Requirement – Convert every line of the records below into a Markdown table with two columns, Row and Line. Put the row number in Row, put the line's text in Line, and skip blank lines.

Records for this exercise –
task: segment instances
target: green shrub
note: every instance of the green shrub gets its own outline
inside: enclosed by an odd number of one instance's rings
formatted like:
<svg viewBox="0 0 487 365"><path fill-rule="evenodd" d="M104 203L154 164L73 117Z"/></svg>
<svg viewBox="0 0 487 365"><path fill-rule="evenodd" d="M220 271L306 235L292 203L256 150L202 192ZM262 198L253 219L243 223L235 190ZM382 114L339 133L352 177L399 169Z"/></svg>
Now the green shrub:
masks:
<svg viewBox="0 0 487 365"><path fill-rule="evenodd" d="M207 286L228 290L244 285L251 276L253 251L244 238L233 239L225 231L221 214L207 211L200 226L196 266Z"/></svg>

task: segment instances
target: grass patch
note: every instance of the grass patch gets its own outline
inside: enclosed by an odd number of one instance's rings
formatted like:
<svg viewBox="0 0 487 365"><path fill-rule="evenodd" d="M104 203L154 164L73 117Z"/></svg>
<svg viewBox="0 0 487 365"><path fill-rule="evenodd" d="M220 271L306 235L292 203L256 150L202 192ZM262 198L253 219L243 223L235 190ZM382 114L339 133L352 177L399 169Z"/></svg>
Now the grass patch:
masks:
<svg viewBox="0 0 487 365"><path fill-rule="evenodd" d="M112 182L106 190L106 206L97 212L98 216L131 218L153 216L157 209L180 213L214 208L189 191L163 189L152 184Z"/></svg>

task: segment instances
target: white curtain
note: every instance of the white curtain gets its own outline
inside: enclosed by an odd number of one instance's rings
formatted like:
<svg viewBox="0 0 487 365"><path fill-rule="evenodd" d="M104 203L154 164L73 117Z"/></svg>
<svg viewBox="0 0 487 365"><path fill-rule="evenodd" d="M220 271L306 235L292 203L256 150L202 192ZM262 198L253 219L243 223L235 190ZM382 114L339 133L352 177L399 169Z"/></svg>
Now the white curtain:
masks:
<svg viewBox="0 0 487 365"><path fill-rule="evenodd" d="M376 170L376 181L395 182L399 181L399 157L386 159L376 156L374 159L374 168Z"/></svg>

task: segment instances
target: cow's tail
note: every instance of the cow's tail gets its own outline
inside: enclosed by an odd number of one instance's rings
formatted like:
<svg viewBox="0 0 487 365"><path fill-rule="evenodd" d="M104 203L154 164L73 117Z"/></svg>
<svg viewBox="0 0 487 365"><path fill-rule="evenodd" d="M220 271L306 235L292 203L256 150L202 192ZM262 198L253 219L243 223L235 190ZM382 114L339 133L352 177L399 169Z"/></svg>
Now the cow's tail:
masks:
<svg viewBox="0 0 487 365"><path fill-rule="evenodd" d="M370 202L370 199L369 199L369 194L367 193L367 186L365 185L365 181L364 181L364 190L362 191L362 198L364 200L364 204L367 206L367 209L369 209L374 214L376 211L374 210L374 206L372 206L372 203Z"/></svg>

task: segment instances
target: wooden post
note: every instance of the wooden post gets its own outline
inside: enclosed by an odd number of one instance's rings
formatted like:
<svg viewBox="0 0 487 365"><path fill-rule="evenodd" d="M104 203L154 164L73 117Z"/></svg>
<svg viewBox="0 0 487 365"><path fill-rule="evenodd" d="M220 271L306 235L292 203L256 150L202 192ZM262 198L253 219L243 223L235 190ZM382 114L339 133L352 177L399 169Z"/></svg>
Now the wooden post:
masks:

Written answer –
| Row | Line |
|---|---|
| 1 | task: segment instances |
| 2 | target: green shrub |
| 3 | note: every instance of the green shrub gets its own outline |
| 4 | inside: enclosed by an odd number of one instance's rings |
| 5 | formatted like: |
| 6 | <svg viewBox="0 0 487 365"><path fill-rule="evenodd" d="M104 203L154 164L73 117Z"/></svg> |
| 7 | <svg viewBox="0 0 487 365"><path fill-rule="evenodd" d="M220 271L306 235L292 203L256 150L202 192ZM262 198L253 219L243 223L235 190ZM382 114L339 133L352 177L399 169Z"/></svg> |
| 8 | Now the green shrub: |
| 9 | masks: |
| 10 | <svg viewBox="0 0 487 365"><path fill-rule="evenodd" d="M207 286L228 290L244 285L251 276L253 251L244 238L233 239L225 231L221 214L207 211L200 226L196 266Z"/></svg> |
| 11 | task: segment instances |
| 12 | target: grass patch |
| 13 | note: every instance of the grass patch gets its own outline |
| 14 | inside: enclosed by an odd number of one instance's rings |
| 15 | formatted like: |
| 16 | <svg viewBox="0 0 487 365"><path fill-rule="evenodd" d="M104 203L154 164L73 117Z"/></svg> |
| 17 | <svg viewBox="0 0 487 365"><path fill-rule="evenodd" d="M220 271L306 235L292 203L256 150L202 192ZM262 198L253 219L243 223L235 190ZM382 114L339 133L352 177L399 169Z"/></svg> |
| 18 | Now the grass patch: |
| 19 | masks: |
| 20 | <svg viewBox="0 0 487 365"><path fill-rule="evenodd" d="M112 182L106 190L106 206L97 212L98 216L131 218L153 216L157 209L180 213L214 208L189 191L163 189L152 184Z"/></svg> |
| 21 | task: segment instances |
| 22 | target: white curtain |
| 23 | note: every instance of the white curtain gets its own outline |
| 24 | inside: enclosed by an odd number of one instance's rings |
| 25 | formatted like: |
| 26 | <svg viewBox="0 0 487 365"><path fill-rule="evenodd" d="M104 203L154 164L73 117Z"/></svg> |
| 27 | <svg viewBox="0 0 487 365"><path fill-rule="evenodd" d="M220 271L306 235L292 203L256 150L202 192ZM262 198L253 219L243 223L235 190ZM382 114L339 133L352 177L399 169Z"/></svg> |
| 28 | Now the white curtain: |
| 29 | masks: |
| 30 | <svg viewBox="0 0 487 365"><path fill-rule="evenodd" d="M376 170L376 181L395 182L399 181L399 157L386 159L376 156L374 159L374 168Z"/></svg> |
| 31 | task: segment instances |
| 32 | target: cow's tail |
| 33 | note: every instance of the cow's tail gets its own outline |
| 34 | inside: enclosed by an odd number of one instance's rings |
| 35 | formatted like: |
| 36 | <svg viewBox="0 0 487 365"><path fill-rule="evenodd" d="M104 203L154 164L73 117Z"/></svg> |
| 37 | <svg viewBox="0 0 487 365"><path fill-rule="evenodd" d="M220 271L306 235L292 203L256 150L202 192ZM262 198L253 219L243 223L235 190ZM382 114L339 133L352 177L399 169Z"/></svg> |
| 38 | Now the cow's tail: |
| 39 | masks: |
| 40 | <svg viewBox="0 0 487 365"><path fill-rule="evenodd" d="M370 202L370 199L369 199L369 194L367 193L367 186L365 185L365 181L364 181L364 190L362 191L362 198L364 200L364 204L367 206L367 209L369 209L374 214L376 211L374 210L374 206L372 206L372 203Z"/></svg> |
| 41 | task: segment instances |
| 42 | target: wooden post |
| 43 | note: every instance of the wooden post gets its own outline |
| 44 | inside: enclosed by an odd number of one instance's rings |
| 45 | formatted like: |
| 46 | <svg viewBox="0 0 487 365"><path fill-rule="evenodd" d="M104 203L154 164L73 117Z"/></svg> |
| 47 | <svg viewBox="0 0 487 365"><path fill-rule="evenodd" d="M220 271L306 235L292 203L256 150L202 192ZM262 198L253 219L243 223L235 190ZM382 114L339 133L352 177L399 169Z"/></svg> |
| 48 | Now the wooden post: |
| 49 | masks: |